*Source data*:
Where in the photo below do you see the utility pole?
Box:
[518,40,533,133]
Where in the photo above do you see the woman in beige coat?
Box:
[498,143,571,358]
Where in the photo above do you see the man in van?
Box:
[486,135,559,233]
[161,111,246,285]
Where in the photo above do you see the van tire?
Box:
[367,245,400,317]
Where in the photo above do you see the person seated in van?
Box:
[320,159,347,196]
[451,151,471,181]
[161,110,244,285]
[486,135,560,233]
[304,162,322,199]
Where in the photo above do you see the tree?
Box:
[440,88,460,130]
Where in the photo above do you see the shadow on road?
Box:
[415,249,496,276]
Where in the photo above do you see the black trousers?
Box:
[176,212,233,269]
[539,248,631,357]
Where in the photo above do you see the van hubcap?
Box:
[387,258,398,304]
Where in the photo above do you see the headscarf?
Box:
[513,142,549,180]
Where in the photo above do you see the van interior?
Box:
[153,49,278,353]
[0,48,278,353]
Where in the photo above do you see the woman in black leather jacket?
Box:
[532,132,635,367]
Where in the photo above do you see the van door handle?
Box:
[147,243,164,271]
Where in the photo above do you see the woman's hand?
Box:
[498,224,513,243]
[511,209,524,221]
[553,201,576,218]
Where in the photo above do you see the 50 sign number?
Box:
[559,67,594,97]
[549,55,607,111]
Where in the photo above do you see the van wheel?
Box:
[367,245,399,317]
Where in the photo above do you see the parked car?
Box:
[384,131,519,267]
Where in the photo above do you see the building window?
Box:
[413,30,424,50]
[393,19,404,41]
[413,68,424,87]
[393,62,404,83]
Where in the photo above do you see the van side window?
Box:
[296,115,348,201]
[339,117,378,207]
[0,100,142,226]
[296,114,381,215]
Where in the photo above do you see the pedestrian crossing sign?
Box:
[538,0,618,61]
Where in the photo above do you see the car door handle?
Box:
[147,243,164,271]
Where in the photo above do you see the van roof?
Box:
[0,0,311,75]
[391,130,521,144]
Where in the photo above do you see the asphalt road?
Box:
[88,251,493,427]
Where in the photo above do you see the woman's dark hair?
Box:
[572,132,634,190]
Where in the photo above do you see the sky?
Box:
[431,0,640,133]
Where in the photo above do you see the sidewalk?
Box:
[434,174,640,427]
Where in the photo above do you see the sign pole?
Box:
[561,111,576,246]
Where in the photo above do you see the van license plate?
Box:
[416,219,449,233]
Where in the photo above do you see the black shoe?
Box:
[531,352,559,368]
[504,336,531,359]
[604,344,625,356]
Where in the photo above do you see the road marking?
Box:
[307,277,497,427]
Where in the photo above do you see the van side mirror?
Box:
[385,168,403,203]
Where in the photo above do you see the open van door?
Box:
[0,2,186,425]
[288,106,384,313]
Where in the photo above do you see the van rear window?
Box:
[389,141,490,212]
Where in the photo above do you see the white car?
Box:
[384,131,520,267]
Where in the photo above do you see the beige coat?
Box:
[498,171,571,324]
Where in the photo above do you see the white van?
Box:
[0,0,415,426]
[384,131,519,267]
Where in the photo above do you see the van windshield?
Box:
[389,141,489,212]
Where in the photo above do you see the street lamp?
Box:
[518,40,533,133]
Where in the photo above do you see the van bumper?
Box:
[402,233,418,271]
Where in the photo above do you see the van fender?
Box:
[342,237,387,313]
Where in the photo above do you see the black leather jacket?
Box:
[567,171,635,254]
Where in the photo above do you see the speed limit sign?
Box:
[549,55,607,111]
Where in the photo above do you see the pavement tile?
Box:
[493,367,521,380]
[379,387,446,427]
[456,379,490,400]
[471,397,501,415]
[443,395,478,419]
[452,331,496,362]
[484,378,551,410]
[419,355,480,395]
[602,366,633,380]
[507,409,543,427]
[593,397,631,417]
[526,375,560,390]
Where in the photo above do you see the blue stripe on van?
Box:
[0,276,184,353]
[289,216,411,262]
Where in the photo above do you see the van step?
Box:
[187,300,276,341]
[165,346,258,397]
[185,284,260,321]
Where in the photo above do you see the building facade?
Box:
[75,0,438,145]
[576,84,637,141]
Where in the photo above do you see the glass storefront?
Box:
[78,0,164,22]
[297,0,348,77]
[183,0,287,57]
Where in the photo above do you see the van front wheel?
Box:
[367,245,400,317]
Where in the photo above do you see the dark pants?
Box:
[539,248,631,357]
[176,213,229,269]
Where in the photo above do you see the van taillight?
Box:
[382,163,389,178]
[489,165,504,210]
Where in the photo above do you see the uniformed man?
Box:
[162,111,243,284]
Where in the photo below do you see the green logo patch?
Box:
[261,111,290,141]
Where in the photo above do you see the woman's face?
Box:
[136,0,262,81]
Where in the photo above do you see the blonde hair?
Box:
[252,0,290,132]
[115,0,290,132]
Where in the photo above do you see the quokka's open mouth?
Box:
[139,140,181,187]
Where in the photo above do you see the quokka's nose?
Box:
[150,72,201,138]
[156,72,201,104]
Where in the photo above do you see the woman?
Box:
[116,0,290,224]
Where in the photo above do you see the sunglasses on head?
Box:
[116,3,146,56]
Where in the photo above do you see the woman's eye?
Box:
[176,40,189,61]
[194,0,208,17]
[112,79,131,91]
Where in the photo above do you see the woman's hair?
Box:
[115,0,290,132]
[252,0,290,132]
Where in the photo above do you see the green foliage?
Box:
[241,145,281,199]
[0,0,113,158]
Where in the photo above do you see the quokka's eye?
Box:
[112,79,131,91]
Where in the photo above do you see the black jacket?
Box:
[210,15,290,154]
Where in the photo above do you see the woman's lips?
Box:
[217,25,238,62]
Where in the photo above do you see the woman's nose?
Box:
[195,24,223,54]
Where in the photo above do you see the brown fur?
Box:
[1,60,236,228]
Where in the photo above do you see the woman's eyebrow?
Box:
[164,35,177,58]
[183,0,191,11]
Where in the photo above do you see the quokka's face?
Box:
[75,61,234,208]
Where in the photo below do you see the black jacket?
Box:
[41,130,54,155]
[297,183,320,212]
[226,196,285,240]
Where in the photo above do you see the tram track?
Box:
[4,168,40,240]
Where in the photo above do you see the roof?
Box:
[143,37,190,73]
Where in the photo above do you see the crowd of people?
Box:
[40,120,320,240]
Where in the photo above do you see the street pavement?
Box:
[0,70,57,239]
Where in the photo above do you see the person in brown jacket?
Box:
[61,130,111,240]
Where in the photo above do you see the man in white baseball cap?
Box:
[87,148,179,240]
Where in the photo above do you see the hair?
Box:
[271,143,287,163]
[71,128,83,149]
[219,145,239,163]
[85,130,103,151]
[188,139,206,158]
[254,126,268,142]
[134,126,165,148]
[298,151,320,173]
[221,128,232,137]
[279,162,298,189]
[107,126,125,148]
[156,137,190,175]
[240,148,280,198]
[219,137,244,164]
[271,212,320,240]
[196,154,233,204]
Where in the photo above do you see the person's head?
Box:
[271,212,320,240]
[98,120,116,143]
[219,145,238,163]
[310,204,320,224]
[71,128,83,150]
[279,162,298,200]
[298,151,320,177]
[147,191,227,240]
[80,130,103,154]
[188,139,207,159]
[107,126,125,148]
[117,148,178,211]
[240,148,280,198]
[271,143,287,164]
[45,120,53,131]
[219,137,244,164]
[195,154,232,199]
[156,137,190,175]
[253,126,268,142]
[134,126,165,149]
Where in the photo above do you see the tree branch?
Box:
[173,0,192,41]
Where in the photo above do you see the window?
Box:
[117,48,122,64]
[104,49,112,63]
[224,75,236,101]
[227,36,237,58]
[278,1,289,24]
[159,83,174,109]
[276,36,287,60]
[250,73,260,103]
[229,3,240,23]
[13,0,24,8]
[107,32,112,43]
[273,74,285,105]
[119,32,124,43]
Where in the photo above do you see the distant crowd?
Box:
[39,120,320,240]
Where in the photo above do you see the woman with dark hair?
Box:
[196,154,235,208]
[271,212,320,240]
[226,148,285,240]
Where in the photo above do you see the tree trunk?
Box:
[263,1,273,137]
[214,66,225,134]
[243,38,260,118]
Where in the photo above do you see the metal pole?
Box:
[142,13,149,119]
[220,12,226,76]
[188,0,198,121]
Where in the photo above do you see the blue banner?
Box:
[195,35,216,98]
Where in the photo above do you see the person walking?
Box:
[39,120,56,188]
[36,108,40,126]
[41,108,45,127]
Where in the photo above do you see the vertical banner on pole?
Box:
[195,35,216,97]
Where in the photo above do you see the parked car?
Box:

*Task requirements*: Exactly repeat the lines from the line that contains "Where in the photo above do you see the tram" to the end of the entries, both included, and leave out all other lines.

*Response*:
Where in the photo above do you see the tram track?
Box:
[4,168,40,240]
Where in the photo above do you see the roof?
Box:
[143,37,190,73]
Where in the photo above do you see the crowd of people?
Box:
[40,120,320,240]
Where in the photo above do you see the street pavement?
Box:
[0,70,57,239]
Where in the photo above do you see the person in brown jacket?
Box:
[61,130,111,240]
Where in the photo above do you see the man in white baseball cap?
Box:
[87,148,179,240]
Where in the photo above do you see the hair?
Box:
[271,143,287,163]
[71,128,83,149]
[219,145,239,163]
[85,130,103,151]
[188,139,206,158]
[254,126,268,142]
[134,126,165,148]
[298,151,320,173]
[221,128,232,137]
[279,162,298,189]
[107,126,125,148]
[156,137,190,175]
[240,148,280,198]
[219,137,244,164]
[271,212,320,240]
[196,154,233,204]
Where in the photo above do you see the person's head?
Box:
[271,212,320,240]
[98,120,116,143]
[219,145,238,163]
[310,204,320,224]
[71,128,83,150]
[279,162,298,200]
[298,151,320,177]
[147,191,227,240]
[80,130,103,154]
[188,139,207,159]
[107,126,125,148]
[117,148,178,211]
[240,148,280,198]
[271,143,287,164]
[45,120,53,131]
[219,137,244,164]
[195,154,232,199]
[156,137,190,175]
[253,126,268,142]
[134,126,165,149]
Where in the photo above do you see the tree branch?
Box:
[173,0,192,41]
Where in the photo above do you see the window?
Box:
[117,48,122,64]
[104,49,112,63]
[224,75,236,101]
[227,36,237,58]
[278,1,289,24]
[159,83,174,109]
[276,36,287,60]
[250,73,260,103]
[229,3,240,23]
[13,0,24,8]
[107,32,112,43]
[273,74,285,105]
[119,32,124,43]
Where in the photo above do you see the distant crowd?
Box:
[39,120,320,240]
Where in the photo above do you see the woman with dark hair?
Box:
[196,154,235,208]
[271,212,320,240]
[226,148,285,240]
Where in the photo above do you see the tree trunk?
Box:
[263,1,273,137]
[214,66,225,134]
[243,38,260,118]
Where in the photo above do you see the metal pole?
Box:
[142,13,149,119]
[220,12,226,76]
[188,0,198,121]
Where in the photo above do you see the blue banner?
Box:
[195,35,216,98]
Where in the photo above do you see the person walking?
Box:
[39,120,56,188]
[36,108,40,126]
[41,108,45,127]
Where in the photo above do you see the vertical banner on pole?
Box:
[195,35,216,97]
Where in the photo above do you see the parked car?
Box:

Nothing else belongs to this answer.